● **Exercise materials**
+++

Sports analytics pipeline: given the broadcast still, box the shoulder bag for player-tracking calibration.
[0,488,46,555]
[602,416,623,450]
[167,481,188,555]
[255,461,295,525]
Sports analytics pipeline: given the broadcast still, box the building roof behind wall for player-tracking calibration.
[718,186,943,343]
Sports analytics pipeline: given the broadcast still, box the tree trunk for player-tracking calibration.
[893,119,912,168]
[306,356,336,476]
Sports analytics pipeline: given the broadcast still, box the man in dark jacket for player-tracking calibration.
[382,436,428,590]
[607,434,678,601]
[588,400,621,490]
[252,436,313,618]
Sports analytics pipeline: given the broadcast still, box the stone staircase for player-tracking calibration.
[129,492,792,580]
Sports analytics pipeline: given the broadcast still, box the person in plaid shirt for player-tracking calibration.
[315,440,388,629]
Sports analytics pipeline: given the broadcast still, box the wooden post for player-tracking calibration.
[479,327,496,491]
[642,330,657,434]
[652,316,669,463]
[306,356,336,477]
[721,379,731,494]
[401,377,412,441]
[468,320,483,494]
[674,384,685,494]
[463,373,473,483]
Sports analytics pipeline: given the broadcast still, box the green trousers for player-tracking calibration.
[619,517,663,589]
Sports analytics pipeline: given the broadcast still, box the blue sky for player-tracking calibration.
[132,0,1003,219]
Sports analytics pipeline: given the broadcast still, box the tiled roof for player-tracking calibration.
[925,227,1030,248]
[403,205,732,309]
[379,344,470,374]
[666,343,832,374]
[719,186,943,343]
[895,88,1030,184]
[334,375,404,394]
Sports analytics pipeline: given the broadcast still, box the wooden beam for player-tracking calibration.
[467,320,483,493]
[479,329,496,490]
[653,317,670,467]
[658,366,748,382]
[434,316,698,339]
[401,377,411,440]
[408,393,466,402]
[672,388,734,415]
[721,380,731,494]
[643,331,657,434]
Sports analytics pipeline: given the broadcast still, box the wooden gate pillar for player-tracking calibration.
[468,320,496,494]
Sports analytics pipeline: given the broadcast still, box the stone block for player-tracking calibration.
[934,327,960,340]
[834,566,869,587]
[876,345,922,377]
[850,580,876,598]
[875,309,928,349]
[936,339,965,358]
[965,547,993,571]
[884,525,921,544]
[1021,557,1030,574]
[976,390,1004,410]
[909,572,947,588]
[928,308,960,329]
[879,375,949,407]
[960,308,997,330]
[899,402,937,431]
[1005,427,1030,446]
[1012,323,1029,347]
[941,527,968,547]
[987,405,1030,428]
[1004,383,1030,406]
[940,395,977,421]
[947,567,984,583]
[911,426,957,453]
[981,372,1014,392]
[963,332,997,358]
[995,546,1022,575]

+++

● **Task instructions**
Nothing in the entries above may be left out; retype them all exactly.

● **Response below**
Sports analytics pipeline: given the broadcast still, box the shoulder bag for player-tracking calibration.
[0,488,46,555]
[602,416,623,450]
[167,481,188,555]
[255,461,295,525]
Sports analytics pipeline: given the broadcast still, box the building roof behind wall for player-tracking calibration.
[718,186,943,343]
Sports analytics pipeline: given the broadcast still, box the tree trunk for player-tracking calibration.
[893,119,912,168]
[306,356,336,476]
Sports analytics pipeline: given the broadcast still, box the man in dark jacket for player-tracking calibration.
[382,436,428,590]
[607,434,678,601]
[588,400,621,490]
[252,436,313,618]
Sports analytics pipeline: given the broadcast still, box the stone staircase for player-tracking calibration.
[129,492,792,580]
Sports analytics pipeline: given the broadcast still, box the person in plaid shirt for player-tracking calibration.
[315,440,388,629]
Sports analytics pipeline: given the broadcast still, box the wooden post for player-tracking calibration.
[479,327,496,491]
[642,330,657,434]
[652,316,669,463]
[306,356,336,477]
[721,379,731,494]
[401,377,412,441]
[468,320,483,494]
[674,384,685,494]
[463,373,473,483]
Sports analytics pipeline: given the broadcast still, box the green trousers for player-tracking calibration.
[619,517,663,589]
Sports analytics pipeline: given the broadcast still, box the blue sky for player-tracking calibration.
[132,0,1003,219]
Sports analytics pipeline: given the broadcast still, box the tiled roof for player-tracking calibration.
[925,227,1030,248]
[403,205,732,309]
[379,344,470,374]
[666,343,832,374]
[719,186,943,343]
[895,88,1030,184]
[334,375,404,394]
Sports analytics pipeline: given the broadcast still, box the wooden beam for player-tracking calibration.
[467,320,483,493]
[479,329,496,490]
[653,317,670,467]
[658,366,748,382]
[434,316,698,339]
[401,377,411,440]
[408,393,466,402]
[672,388,734,415]
[721,380,731,494]
[643,331,657,434]
Sports analytics pipeline: given the broadcast still, box the wooden gate pillar for player-tracking calibration.
[468,320,496,494]
Sports analytics pipeline: given the broadcast still, box the stone block for player-tracking calibration.
[934,327,960,340]
[834,566,869,587]
[876,345,922,377]
[850,580,876,598]
[875,309,928,349]
[936,339,965,358]
[965,547,993,571]
[884,525,921,544]
[1021,557,1030,574]
[976,390,1004,410]
[909,572,947,588]
[928,308,960,329]
[879,375,949,407]
[960,308,997,330]
[899,402,937,431]
[1005,427,1030,446]
[1012,323,1029,347]
[941,527,968,547]
[987,405,1030,428]
[1004,383,1030,406]
[940,395,977,421]
[947,567,984,583]
[911,426,957,453]
[981,372,1014,392]
[963,332,997,358]
[995,546,1022,575]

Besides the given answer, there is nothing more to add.